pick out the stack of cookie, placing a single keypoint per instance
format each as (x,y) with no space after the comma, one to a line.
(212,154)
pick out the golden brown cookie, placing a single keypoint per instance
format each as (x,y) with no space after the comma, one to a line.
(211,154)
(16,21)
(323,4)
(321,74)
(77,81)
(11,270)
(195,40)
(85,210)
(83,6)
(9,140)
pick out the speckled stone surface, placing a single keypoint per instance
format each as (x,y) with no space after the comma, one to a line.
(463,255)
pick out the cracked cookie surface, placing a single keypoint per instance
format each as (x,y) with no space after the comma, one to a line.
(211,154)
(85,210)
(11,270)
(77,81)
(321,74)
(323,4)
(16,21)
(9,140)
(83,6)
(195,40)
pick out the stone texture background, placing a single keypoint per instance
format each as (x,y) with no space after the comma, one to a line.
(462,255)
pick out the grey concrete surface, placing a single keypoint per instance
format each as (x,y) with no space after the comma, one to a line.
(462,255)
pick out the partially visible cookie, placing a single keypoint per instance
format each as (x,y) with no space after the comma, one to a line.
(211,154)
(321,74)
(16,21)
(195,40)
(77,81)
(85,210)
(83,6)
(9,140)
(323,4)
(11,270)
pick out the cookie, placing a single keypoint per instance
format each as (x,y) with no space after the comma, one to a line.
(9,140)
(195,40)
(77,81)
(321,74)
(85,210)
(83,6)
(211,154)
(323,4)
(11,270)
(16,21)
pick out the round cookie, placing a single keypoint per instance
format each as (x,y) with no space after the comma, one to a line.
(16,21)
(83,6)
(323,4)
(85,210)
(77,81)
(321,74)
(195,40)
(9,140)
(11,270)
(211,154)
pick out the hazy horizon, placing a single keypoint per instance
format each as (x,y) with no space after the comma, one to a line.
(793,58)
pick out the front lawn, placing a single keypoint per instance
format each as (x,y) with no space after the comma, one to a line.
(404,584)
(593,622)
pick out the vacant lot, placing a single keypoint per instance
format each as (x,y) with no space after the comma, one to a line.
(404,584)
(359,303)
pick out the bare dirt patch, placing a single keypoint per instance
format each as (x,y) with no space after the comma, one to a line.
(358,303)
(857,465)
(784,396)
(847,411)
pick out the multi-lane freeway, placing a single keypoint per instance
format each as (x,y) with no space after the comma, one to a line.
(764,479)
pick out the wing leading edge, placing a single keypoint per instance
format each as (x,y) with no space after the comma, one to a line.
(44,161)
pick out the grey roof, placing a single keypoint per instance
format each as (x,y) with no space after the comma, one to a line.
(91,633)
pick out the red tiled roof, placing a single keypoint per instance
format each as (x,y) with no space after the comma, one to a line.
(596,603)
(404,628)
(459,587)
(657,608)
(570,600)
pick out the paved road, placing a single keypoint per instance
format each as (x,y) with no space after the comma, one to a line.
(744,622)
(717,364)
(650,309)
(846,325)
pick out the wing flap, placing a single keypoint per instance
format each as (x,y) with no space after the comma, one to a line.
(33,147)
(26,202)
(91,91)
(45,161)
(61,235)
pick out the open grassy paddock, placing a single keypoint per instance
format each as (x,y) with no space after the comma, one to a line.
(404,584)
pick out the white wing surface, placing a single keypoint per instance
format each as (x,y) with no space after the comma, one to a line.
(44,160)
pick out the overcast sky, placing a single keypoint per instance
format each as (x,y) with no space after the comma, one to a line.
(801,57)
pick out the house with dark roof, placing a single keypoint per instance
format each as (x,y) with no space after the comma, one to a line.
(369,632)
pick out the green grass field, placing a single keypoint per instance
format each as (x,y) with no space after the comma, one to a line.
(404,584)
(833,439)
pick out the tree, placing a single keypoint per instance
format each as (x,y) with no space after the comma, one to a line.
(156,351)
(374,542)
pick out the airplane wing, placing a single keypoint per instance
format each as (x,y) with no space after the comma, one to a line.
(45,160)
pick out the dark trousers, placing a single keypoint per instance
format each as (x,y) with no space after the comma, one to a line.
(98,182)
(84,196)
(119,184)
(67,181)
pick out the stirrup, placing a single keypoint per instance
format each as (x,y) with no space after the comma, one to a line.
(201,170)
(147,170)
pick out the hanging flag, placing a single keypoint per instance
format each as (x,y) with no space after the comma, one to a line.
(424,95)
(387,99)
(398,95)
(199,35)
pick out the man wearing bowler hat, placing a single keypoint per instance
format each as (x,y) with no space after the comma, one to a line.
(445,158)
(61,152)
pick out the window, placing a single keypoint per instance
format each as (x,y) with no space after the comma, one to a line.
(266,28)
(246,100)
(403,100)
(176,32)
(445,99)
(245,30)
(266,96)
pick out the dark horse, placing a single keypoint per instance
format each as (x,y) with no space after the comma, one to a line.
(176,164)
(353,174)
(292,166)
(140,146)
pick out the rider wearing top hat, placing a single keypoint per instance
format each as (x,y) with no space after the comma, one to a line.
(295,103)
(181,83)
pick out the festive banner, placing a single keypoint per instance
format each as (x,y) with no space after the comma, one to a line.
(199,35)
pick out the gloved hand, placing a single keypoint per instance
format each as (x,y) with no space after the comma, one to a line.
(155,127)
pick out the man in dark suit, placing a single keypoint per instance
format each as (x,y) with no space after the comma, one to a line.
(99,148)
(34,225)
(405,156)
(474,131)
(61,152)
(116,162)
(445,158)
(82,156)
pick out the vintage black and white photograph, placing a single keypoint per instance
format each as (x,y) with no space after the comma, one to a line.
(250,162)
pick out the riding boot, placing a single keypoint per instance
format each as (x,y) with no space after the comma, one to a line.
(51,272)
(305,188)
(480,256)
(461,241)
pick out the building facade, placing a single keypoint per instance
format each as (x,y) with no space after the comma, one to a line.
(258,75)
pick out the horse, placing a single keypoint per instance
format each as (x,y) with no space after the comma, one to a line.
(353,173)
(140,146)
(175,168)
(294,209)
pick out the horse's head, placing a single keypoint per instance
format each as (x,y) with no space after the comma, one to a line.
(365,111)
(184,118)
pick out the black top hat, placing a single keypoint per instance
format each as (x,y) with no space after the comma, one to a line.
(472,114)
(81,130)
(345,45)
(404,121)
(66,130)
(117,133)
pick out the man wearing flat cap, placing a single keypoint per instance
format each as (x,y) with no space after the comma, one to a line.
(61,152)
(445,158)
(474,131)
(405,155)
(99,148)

**EXERCISE REQUIREMENTS:**
Above are some records; copy exactly the lines from the one with "pick out the paved" through the one with "pick out the wing flap, placing", both included, and no others.

**EXERCISE SOLUTION:**
pick out the paved road, placing a single keypoint per instance
format each as (x,y) with no space after the comma, one to a line.
(744,622)
(717,364)
(650,309)
(846,325)
pick out the wing flap, placing a single keypoint per instance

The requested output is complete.